■ THE TASK
Write down exactly the lines from the one with "positive clicks: (28, 253)" to the end of the data, first and last included, and no others.

■ SUPPLIED INFORMATION
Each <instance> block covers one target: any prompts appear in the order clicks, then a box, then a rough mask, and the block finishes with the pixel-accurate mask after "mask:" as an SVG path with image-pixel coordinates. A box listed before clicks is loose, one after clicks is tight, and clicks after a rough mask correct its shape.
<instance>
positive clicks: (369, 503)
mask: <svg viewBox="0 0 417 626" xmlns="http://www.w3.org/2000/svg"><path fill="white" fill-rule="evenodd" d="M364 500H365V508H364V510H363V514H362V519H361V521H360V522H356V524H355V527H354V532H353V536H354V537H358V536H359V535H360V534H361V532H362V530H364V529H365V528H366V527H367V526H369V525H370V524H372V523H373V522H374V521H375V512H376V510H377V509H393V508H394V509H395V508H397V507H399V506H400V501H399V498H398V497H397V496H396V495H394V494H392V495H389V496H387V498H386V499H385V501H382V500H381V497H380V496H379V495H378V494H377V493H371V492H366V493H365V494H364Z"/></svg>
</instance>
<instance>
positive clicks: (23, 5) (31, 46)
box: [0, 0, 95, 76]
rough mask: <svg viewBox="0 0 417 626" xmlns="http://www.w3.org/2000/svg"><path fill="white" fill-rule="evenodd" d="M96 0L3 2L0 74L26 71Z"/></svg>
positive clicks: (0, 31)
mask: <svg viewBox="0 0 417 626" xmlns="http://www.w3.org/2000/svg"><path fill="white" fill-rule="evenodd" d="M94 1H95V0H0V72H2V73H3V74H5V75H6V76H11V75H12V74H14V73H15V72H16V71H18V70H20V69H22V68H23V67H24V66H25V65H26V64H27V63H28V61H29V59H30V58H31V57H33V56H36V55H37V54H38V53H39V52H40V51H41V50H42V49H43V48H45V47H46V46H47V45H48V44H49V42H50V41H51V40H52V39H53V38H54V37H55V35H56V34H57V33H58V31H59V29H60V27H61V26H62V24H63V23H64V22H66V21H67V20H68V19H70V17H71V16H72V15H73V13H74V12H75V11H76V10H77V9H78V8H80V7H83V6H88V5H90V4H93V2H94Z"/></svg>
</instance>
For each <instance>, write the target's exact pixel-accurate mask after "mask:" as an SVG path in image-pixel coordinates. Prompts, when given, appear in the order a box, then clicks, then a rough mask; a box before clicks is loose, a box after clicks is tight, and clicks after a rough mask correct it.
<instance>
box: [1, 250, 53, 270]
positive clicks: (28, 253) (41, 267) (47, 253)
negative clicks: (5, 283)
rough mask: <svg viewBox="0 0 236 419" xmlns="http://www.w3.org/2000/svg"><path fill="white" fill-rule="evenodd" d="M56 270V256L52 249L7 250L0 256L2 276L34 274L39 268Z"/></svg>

■ TASK RESPONSE
positive clicks: (28, 253) (41, 267) (47, 253)
negative clicks: (5, 283)
rough mask: <svg viewBox="0 0 236 419" xmlns="http://www.w3.org/2000/svg"><path fill="white" fill-rule="evenodd" d="M56 270V256L52 249L7 250L0 256L2 276L34 274L39 268Z"/></svg>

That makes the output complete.